Continue the text about sensor-based culture bottle measurement systems, starting after its last sentence.

__Document excerpt__.
· · · · · · ·
In order to overcome the problems associated with invasive measurement methods, measurement systems have been developed which utilize a sensor disposed inside the vessel. The sensor undergoes a change due to changes in amounts of a particular metabolic product or food source of the microorganisms. The sensor can be constructed so as to respond to changes within the vessel, thereby changing, for example, in color or fluorescence intensity. In the conventional fluorometric or colorometric measurement systems, a sensor which changes in color or fluorescence intensity is disposed on the inside of the culture bottle along the flat bottom surface of the bottle. A light source such as a light emitting diode can be provided proximate to the flat bottomed surface of each bottle, along with a detector for detecting changes in color or fluorescence. However, when an individual light source and detector are provided for each culture bottle, a degree of non uniformity is introduced and can result in errors of measurement.
· · · · · · ·
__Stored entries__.
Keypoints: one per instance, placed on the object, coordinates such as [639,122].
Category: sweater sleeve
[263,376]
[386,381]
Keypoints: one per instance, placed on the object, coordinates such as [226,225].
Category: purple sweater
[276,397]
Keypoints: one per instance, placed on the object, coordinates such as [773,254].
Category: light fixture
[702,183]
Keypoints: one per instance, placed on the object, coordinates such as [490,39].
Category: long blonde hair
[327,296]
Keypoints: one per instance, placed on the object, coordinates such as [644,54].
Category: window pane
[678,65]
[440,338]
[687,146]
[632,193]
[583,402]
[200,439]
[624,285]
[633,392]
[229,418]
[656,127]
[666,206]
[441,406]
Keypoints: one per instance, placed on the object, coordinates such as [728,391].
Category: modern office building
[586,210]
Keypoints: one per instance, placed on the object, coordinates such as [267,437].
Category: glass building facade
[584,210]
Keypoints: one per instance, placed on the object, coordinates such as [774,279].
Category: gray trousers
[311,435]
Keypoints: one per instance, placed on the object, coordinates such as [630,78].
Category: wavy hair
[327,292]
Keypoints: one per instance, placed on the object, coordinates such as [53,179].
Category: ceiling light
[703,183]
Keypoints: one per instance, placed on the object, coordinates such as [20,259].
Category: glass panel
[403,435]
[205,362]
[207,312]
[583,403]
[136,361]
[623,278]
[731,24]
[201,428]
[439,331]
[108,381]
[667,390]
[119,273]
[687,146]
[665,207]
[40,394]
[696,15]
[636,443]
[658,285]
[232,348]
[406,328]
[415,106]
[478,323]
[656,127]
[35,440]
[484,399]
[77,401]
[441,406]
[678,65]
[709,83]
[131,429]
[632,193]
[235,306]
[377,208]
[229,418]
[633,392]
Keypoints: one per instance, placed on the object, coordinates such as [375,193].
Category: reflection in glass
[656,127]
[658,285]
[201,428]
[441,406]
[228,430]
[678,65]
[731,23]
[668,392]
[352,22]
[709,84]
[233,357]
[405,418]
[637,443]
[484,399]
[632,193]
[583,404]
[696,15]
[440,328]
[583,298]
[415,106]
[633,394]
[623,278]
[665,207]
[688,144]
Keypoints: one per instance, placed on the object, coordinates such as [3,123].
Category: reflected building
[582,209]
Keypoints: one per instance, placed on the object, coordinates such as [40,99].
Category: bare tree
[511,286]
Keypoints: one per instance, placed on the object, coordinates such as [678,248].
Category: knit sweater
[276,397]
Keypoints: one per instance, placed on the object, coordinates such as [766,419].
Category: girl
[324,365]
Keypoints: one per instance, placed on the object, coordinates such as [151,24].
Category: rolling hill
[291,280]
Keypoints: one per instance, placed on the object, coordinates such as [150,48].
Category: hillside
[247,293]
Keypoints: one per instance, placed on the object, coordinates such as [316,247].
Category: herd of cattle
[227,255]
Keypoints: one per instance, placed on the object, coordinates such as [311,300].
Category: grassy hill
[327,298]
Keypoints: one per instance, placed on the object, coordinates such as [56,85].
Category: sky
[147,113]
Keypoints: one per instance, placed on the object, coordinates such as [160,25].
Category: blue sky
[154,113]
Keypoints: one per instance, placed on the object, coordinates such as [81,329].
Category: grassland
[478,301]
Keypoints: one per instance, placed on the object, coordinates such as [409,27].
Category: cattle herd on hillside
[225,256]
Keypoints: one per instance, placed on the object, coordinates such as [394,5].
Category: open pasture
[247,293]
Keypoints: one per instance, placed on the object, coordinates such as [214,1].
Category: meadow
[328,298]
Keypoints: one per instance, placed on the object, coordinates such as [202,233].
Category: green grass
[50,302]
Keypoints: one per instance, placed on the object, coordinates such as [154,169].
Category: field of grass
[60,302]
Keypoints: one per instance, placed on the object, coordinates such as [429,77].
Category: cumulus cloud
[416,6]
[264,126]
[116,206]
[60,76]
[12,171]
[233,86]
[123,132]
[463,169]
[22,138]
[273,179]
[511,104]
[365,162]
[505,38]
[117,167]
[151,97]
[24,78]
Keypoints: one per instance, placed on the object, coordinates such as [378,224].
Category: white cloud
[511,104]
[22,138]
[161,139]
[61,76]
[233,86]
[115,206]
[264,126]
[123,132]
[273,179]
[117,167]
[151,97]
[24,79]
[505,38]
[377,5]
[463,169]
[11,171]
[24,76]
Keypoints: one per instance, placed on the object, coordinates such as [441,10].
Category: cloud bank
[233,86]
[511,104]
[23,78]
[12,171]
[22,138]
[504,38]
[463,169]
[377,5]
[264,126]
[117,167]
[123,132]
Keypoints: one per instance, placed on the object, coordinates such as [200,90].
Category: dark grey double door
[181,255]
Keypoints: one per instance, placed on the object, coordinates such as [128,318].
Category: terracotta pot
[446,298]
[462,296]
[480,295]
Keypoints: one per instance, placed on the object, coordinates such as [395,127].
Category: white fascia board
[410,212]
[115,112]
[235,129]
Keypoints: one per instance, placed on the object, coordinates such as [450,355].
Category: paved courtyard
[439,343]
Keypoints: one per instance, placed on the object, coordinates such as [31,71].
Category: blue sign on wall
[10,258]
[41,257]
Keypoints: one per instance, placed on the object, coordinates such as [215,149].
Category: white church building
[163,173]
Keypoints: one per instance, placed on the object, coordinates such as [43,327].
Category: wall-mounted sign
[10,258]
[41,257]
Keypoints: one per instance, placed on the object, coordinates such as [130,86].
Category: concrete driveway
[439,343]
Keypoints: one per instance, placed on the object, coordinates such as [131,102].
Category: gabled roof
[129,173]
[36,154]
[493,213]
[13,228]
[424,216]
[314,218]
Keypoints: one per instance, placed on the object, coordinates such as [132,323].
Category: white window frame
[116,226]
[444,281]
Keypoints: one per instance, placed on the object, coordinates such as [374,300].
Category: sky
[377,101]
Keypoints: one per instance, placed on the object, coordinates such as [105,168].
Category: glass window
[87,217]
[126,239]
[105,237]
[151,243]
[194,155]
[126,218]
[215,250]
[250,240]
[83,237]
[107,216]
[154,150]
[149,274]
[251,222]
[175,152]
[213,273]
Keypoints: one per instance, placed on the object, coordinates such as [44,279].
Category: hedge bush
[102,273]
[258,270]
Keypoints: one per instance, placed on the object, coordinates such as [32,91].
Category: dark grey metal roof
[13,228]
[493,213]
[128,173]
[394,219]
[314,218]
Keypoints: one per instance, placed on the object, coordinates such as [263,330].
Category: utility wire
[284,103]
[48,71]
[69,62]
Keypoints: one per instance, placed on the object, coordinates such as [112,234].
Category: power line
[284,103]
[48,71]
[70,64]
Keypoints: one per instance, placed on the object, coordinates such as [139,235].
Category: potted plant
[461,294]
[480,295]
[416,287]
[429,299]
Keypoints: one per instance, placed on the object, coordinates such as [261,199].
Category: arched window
· · · · · · ·
__Answer to this task__.
In order to address this concern, rotatable culture systems have been proposed whereby a plurality of culture bottles are rotated past the same light source/sensor. For example, in U.S. Pat. No. 4,293,643 to Ohtake et al., a rotary culturing and measuring system is disclosed where L-shaped culture tubes are disposed radially around a rotatable drum at equal intervals. The drum (turntable) is disposed at an angle to horizontal, and a central shaft is driven to continuously or intermittently index the drum. Due to the movement of the drum, the substance being cultured is shaken. At a particular position along the wheel, the growth of the substance being cultured in the L-shaped culture tubes, is measured. A light source and a photodetector are disposed on opposite sides when one part of the L-shaped culture tube passes. While the drum turns, the turning motion allows for the use of a single light source and sensor to obtain the measured concentration values signal at every fixed time (or the degree of growth of a microorganism can be observed over a particular time interval).
In published European patent application EP 609986, a plurality of vials for culturing microorganisms are placed in a drum and rotated about an axis. Agitation results from placing the axis of rotation perpendicular to the force of gravity. A single light source and detector are provided (for each detection method) such that a plurality of vials may utilize a common light source and sensor.